Update the records by replacing "leafy green bush" with "shrub" and keeping everything else unchanged. Leave the pictures out of your answer.

[start of Record set]

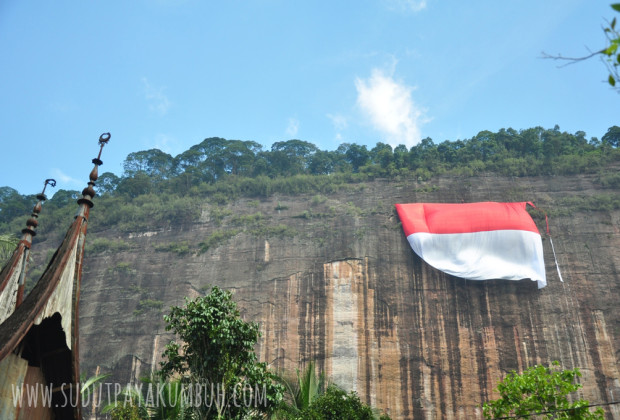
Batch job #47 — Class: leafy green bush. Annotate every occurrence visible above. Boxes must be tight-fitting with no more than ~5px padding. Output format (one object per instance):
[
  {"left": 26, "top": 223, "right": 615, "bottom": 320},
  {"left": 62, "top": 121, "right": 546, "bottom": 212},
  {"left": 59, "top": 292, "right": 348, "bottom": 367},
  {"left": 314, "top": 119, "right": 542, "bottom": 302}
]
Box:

[end of Record set]

Solution for this exercise ▸
Batch job #47 — Class: shrub. Annotate every occurrence visible above. Boxes must be tight-fitting with no more than ~5px padding. Output format (one object per instance):
[
  {"left": 26, "top": 223, "right": 615, "bottom": 320},
  {"left": 62, "top": 121, "right": 546, "bottom": 212},
  {"left": 59, "top": 292, "right": 348, "bottom": 367},
  {"left": 314, "top": 119, "right": 542, "bottom": 302}
]
Box:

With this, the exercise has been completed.